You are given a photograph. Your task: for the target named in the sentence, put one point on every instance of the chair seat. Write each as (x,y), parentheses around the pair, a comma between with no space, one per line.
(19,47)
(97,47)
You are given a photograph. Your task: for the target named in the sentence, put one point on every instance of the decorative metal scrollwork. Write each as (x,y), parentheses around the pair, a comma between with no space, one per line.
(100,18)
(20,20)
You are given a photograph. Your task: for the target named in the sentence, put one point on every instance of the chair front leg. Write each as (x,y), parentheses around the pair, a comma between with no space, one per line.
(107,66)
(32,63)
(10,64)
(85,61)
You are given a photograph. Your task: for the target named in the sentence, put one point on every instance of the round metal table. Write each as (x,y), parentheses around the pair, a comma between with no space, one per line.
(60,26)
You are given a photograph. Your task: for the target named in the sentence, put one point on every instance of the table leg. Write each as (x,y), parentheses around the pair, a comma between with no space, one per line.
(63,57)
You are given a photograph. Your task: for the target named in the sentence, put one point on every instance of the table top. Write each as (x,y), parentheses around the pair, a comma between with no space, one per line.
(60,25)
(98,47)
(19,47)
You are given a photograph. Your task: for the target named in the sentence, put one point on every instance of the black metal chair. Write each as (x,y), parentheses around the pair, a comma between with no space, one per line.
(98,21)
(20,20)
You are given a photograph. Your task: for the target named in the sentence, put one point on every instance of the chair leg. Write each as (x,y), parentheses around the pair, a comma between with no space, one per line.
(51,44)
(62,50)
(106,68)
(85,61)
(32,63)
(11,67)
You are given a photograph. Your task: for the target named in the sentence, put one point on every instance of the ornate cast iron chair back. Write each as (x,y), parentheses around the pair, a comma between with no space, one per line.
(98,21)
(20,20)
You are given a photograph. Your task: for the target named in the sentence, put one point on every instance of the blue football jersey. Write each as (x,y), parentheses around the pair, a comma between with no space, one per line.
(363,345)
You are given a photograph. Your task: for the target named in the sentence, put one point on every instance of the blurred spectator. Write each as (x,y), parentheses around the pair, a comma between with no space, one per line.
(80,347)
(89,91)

▸ EXERCISE DIRECTIONS
Set down the lines above exactly as written. Begin at the line containing "of the black" and stop after the last line.

▸ YOUR SOLUTION
You are given a photograph. Your task: for the target named in the sentence, put one point on every instance of the black metal chair. Write each as (x,y), parentheses around the pair, a comma between with no space, one per line.
(98,21)
(20,20)
You are given a photograph. Your task: for the target named in the sentence, put one point on every instance of the chair leg. Write each as (x,y), parentheses around the pair, a comma between with no space, one per line.
(51,44)
(62,50)
(106,68)
(85,61)
(32,63)
(11,67)
You are given a photograph. Your task: for the target named in the sentence, put one point on every instance of the ornate cast iron chair back. Write each as (x,y), parentheses around the pair, a comma between with no space, one per line.
(98,21)
(20,20)
You are given a photograph. Your task: for the target named in the sentence, put one point on every instance of the blue football jersey. Write each as (x,y), parentheses around the pair, a comma between with no space, one per line.
(363,345)
You are given a photograph. Your task: for the target named in the sentence, put one point on every instance of the blurred spectator. Write each as (x,y), parentheses around the pair, a comma between with no space, one per line.
(80,347)
(89,91)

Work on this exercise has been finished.